Moreover, there is nothing in either the Settlement Agreement or the Release
that would indicate consensus between the parties regarding the amount of the
Appellant’s debt. All the evidence indicates that the settlement represented a
compromise between two disparate positions in order to avoid the expense and
uncertainty involved in determining the lawsuits at trial.
[67]
The Appellant raised a number of specific
reasons why the Appellant’s debt was lower than assumed by the Minister; I
shall return to those reasons. However, I would first note that while counsel
for the Appellant presented a rough schedule computing the Appellant’s
liability during oral argument,
no attempt was made to establish precisely the quantum of the Appellant’s debt.
Counsel explained that exact calculations had not been attempted because of the
difficulties of computation.
[68]
The difficulty of the computation
notwithstanding, determining the amount of the Appellant’s debt must be
undertaken to determine the consequences of section 80.
[69]
A substantial amount of time at trial was
devoted to challenging the Minister’s basis for concluding that the forgiven
amount was C$1,368,528. As explained, the Minister arrived at this amount
essentially by accepting as accurate the calculations performed by Claridge Properties
as summarized in the chart in paragraph 31 above. According to this chart, the
amount of the Appellant’s debt, which took into account US$117,631 owed to him
in respect of his interest in Livonia, was US$2,000,679 before the US$1 million payment.
[70]
The Appellant maintained
that the figures in this chart overstated his liability for a number of reasons
including the following:
(a) The balance owing October 31, 1996 includes amounts for which he did not
sign promissory notes.
(b) The “capital contributions” stated
as having been made in December 1996, totalling US$403,819, should not be included
as part of his liability.

--------------------------------------------------

● REQUIREMENT 1: In the court extract on the Appellant's debt, why did counsel for the Appellant make no attempt to calculate the debt exactly? Answer in one to three sentences.
● REQUIREMENT 2: Resume the court extract on the Appellant's debt immediately after its final sentence and carry it forward.

--------------------------------------------------

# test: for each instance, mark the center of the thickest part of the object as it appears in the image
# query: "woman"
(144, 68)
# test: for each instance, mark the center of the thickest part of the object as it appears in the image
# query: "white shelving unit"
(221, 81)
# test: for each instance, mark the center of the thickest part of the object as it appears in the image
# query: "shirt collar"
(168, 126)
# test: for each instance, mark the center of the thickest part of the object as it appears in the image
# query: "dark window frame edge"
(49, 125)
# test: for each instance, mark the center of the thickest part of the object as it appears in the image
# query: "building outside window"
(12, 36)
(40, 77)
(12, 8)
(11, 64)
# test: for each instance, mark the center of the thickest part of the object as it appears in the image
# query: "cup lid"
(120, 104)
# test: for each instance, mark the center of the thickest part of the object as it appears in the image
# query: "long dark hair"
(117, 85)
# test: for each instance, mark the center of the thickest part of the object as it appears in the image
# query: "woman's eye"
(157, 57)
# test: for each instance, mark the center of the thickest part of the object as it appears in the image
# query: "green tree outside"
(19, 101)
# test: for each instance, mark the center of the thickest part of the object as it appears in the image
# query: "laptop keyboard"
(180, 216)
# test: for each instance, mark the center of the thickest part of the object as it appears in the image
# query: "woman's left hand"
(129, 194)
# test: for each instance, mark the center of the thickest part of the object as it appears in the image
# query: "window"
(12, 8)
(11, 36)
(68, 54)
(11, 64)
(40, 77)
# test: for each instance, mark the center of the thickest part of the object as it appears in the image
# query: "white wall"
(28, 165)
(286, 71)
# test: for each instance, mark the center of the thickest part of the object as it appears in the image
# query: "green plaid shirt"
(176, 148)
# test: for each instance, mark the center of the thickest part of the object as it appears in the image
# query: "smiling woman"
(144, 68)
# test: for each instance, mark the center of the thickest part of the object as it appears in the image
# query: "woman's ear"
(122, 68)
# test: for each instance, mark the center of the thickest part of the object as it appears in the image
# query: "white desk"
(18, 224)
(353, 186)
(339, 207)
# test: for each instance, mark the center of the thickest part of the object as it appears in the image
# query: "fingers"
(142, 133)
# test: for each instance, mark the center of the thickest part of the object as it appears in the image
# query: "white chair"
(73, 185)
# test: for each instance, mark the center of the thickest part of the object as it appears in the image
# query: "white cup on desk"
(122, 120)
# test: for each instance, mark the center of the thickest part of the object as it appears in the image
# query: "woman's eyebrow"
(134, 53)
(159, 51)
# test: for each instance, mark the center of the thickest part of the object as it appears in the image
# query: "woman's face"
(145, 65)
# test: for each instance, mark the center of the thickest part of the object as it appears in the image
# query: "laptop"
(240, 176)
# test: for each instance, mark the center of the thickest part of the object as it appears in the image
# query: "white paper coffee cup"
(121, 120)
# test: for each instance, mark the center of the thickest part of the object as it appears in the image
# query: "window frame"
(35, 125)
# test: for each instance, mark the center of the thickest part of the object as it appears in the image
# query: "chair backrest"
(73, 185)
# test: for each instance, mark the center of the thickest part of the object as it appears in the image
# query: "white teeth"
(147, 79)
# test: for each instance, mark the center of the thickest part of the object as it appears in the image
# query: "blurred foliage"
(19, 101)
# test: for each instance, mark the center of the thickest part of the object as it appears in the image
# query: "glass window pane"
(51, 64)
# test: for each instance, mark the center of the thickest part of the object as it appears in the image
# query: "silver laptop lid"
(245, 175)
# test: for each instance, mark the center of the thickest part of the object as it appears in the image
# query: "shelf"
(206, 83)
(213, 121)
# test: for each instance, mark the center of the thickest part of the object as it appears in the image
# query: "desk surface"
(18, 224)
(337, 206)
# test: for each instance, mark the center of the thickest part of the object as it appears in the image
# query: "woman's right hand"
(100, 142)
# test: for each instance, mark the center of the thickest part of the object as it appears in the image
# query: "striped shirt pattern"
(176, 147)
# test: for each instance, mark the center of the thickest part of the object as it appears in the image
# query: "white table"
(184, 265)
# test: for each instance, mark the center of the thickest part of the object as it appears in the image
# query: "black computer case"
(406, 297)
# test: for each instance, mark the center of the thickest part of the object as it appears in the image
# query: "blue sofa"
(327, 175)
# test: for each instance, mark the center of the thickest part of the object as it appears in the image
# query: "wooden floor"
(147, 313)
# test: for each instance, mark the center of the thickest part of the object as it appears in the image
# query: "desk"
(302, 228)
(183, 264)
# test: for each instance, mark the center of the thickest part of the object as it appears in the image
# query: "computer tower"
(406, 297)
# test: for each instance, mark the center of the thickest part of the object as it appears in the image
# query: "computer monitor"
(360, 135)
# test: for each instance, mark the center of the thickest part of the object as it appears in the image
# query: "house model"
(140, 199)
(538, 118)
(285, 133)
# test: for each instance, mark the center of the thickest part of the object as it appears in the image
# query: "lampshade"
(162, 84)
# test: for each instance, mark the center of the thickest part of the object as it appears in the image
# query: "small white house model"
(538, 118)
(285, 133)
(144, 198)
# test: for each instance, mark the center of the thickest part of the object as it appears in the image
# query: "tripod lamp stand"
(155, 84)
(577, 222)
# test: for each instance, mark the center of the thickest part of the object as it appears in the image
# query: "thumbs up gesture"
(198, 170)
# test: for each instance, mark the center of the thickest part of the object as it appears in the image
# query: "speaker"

--------------------------------------------------

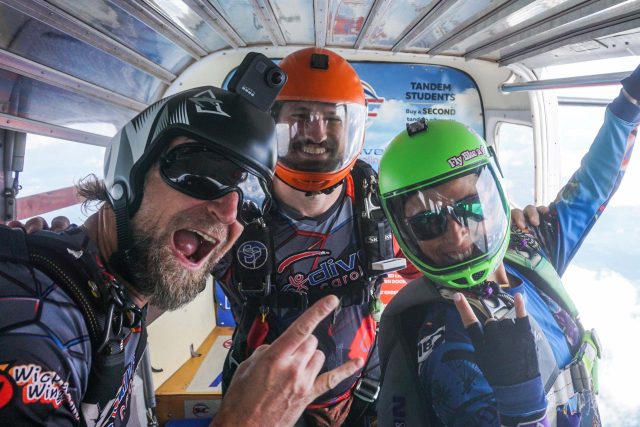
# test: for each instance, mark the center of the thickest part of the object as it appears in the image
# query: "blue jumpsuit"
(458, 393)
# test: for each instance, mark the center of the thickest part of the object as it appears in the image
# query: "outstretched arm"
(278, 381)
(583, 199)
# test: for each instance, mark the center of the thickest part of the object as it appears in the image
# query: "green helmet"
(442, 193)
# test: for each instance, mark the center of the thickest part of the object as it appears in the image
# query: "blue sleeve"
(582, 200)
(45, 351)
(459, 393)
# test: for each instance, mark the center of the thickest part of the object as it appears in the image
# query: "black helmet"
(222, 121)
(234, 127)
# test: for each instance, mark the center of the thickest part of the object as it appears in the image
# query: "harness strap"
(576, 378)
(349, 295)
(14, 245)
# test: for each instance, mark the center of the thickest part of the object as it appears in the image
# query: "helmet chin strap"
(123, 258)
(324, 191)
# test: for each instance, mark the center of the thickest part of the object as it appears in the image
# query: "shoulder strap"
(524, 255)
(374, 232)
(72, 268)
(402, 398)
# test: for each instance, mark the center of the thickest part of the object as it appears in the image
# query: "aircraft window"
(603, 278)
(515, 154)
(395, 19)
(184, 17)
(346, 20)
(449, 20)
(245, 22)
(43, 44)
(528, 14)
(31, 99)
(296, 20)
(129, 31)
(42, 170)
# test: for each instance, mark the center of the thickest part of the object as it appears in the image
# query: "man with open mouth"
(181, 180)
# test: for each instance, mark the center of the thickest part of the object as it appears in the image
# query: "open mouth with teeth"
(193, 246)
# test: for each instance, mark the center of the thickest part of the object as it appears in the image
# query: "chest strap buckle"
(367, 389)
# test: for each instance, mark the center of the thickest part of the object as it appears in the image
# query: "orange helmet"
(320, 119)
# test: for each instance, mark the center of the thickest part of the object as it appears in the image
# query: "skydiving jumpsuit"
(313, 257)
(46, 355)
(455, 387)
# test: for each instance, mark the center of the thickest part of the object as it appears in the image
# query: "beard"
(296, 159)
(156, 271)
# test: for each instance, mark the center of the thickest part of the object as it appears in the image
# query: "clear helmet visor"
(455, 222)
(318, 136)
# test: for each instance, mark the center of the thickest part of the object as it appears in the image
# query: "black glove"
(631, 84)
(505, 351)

--------------------------------------------------

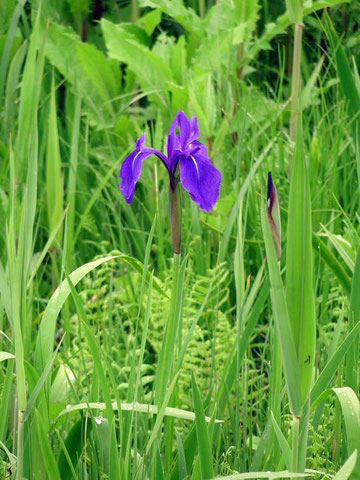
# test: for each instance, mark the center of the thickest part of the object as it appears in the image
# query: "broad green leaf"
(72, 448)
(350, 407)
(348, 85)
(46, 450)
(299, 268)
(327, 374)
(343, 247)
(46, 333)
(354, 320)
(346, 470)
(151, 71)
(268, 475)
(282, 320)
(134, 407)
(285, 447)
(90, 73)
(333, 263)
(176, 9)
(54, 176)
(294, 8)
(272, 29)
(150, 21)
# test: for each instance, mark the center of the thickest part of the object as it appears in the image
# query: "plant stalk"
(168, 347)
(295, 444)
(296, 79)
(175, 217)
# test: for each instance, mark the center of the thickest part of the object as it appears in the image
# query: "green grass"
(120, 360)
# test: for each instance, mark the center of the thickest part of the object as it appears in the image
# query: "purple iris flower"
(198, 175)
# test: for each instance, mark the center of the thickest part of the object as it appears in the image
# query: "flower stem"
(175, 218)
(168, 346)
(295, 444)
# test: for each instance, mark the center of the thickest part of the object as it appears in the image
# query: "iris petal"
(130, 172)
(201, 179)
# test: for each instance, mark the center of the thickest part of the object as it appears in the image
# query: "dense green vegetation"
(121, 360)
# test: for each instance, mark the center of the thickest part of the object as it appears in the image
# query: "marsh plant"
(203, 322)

--------------------------------------------------

● RESULT 1: Counsel explained that exact calculations had not been attempted because of the difficulties of computation. Counsel instead presented only a rough schedule computing the Appellant's liability during oral argument.

● RESULT 2:
(c) Distributions made by Livonia totalling C$536,011 (US$155,809 in 1995 and US$236,631 in 1996) were not received by him nor
applied against his debt to Claridge Properties.
(d) Management fees were wrongfully
charged to Livonia, thereby
decreasing his share in the proceeds from that partnership by US$137,097.
(e) Amounts were wrongfully transferred by Claridge Properties
from Livonia to Hickory,
thereby decreasing his share in the proceeds from Livonia by US$152,236.
[71]
In the first two arguments, counsel disputes the
amount the Appellant had agreed
to be liable for. The remaining arguments relate to the various claims made by the Appellant that would have offset part of
his liability.
Balance owing October 31,
1996
[72]
I will first consider the argument that the Appellant is not liable for principal
amounts in respect of which he did not sign promissory notes.
[73]
The Appellant signed promissory notes totalling
US$1,209,266. The signed notes are a clear acknowledgment of liability. The
chart prepared by Claridge Properties lists the Appellant’s total balance owing
as of October 31, 1996, including interest receivable of US$193,220, as US$1,714,489.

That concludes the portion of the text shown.